-- Texte de la page --
- - - - - - -
L’astronomie doit sa naissance à des pasteurs. Dans les déserts de la création nouvelle, les premiers humains voyaient se jouer autour d’eux leurs familles et leurs troupeaux. Heureux jusqu’au fond de l’âme, une prévoyance inutile ne détruisait point leur bonheur. Dans le départ des oiseaux de l’automne ils ne remarquaient point la fuite des années, et la chute des feuilles ne les avertissait que du retour des frimas. Lorsque le coteau prochain avait donné toutes ses herbes à leurs brebis, montés sur leurs chariots couverts de peaux, avec leurs fils et leurs épouses, ils allaient à travers les bois chercher quelque fleuve ignoré, où la fraîcheur des ombrages et la beauté des solitudes les invitaient à se fixer de nouveau.

Mais il fallait une boussole pour se conduire dans ces forêts sans chemins et le long de ces fleuves sans navigateurs ; on se confia naturellement à la foi des étoiles, on se dirigea sur leurs cours. Législateurs et guides, ils réglèrent la tonte des brebis et les migrations lointaines. Chaque famille s’attacha aux pas d’une constellation ; chaque astre marchait à la tête d’un troupeau. À mesure que les pasteurs se livraient à ces études, ils découvraient de nouvelles lois. En ce temps-là Dieu se plaisait à dévoiler les routes du soleil aux habitants des cabanes, et la fable raconta qu’Apollon était descendu chez les bergers.
- - - - - - -
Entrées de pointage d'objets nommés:
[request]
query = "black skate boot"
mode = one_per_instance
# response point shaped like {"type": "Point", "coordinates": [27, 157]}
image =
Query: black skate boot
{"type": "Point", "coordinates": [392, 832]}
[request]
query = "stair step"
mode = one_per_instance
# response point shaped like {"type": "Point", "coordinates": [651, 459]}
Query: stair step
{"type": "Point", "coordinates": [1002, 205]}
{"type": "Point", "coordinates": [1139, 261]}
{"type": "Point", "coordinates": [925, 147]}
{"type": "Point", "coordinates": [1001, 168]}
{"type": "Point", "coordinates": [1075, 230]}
- - - - - - -
-- Consignes --
1. Répondez à ces questions sur le texte consacré à la naissance de l'astronomie :
(a) À qui l'astronomie doit-elle sa naissance ?
(b) De quoi la chute des feuilles avertissait-elle les premiers humains ?
(c) Que raconta la fable ?
2. Relevez tous les mots du texte consacré à la naissance de l'astronomie qui désignent des corps célestes ou des groupes de corps célestes.
3. Citez le passage du texte consacré à la naissance de l'astronomie en commençant aux mots « Mais il fallait » et en vous arrêtant après « chez les bergers. ».
Les entrées ne jouent aucun rôle dans ce travail.

-- Réponses --
1.
(a) À des pasteurs.
(b) Du retour des frimas.
(c) Qu'Apollon était descendu chez les bergers.

2. étoiles, constellation, astre, soleil

3.
Mais il fallait une boussole pour se conduire dans ces forêts sans chemins et le long de ces fleuves sans navigateurs ; on se confia naturellement à la foi des étoiles, on se dirigea sur leurs cours. Législateurs et guides, ils réglèrent la tonte des brebis et les migrations lointaines. Chaque famille s’attacha aux pas d’une constellation ; chaque astre marchait à la tête d’un troupeau. À mesure que les pasteurs se livraient à ces études, ils découvraient de nouvelles lois. En ce temps-là Dieu se plaisait à dévoiler les routes du soleil aux habitants des cabanes, et la fable raconta qu’Apollon était descendu chez les bergers.